[begin Document excerpt]

Wednesday, May 12, 2010

When is your next marathon?

I get asked this question quite often. And rightfully so. The goal was twelve in twelve months. And clearly, that is not going to happen.

First it started with the weird foot injury. Then it was too little recovery time. And then it was just no longer fun.

Running was (and hopefully will be again) my me time. Where I could escape and be with my thoughts. No tugging little fingers, nagging housework, nagging real work, etc. And suddenly, the very thing that was what I did to escape the demands of life became a demand itself.

It was always there. Three miles wasn't enough. Five. Not enough. NOTHING WAS EVER ENOUGH.

All of a sudden I was that post pardum gal again that could not handle life. To top it off, I was lonely.

A little background on that. We move every three to five years. READ: we don't have a lot of friends in close proximity. Both Ralph and I work from home. READ: we don't have office interactions. Until three months ago, Gia went to a babysitter. READ: we interacted with one person other than the Three T's in person on a daily basis. I was training at forty to sixty miles a week. READ: by myself.

[end Document excerpt]
[begin Data section]

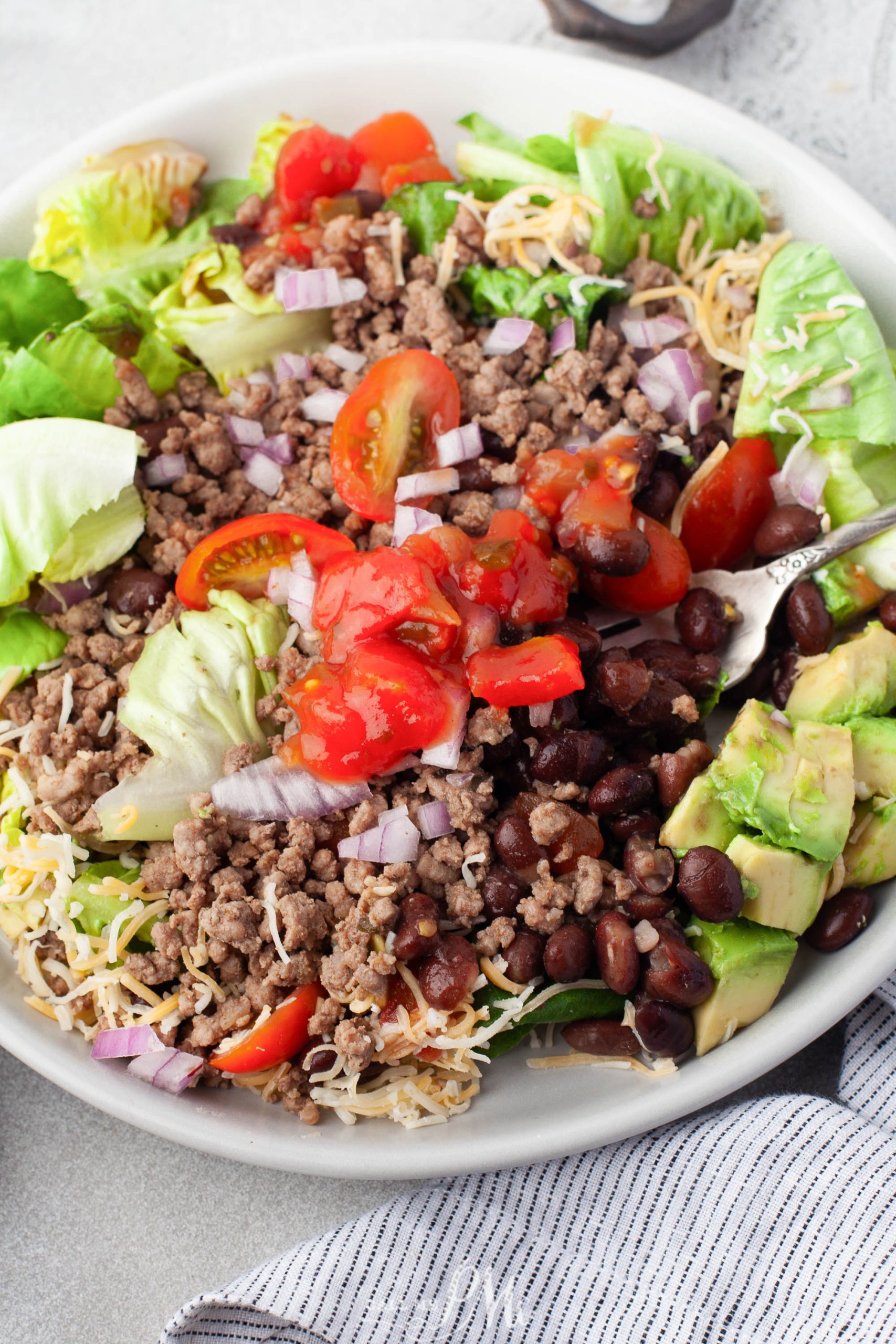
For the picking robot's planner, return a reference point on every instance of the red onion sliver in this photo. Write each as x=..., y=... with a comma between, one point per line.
x=273, y=792
x=244, y=430
x=263, y=474
x=425, y=484
x=412, y=522
x=324, y=405
x=507, y=335
x=121, y=1042
x=460, y=445
x=293, y=366
x=164, y=469
x=433, y=819
x=563, y=338
x=172, y=1070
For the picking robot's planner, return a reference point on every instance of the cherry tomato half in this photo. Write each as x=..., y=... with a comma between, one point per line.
x=537, y=670
x=241, y=554
x=281, y=1037
x=388, y=428
x=662, y=581
x=313, y=163
x=385, y=702
x=722, y=519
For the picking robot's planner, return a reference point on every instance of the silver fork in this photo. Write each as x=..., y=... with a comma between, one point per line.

[end Data section]

**Work to do:** According to the blog post about running, how many miles a week was the writer training? These entries have no connection to the blog post.

**Correct response:** Forty to sixty miles a week.